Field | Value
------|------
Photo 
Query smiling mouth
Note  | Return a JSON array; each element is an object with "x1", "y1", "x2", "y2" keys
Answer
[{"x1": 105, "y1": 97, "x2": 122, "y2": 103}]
....................
**Task statement:**
Retype the listing in full, keeping every word as it appears.

**Answer to this task:**
Field | Value
------|------
Photo 
Query smiling mouth
Note  | Return a JSON array; each element is an object with "x1", "y1", "x2", "y2" keys
Answer
[{"x1": 105, "y1": 97, "x2": 122, "y2": 103}]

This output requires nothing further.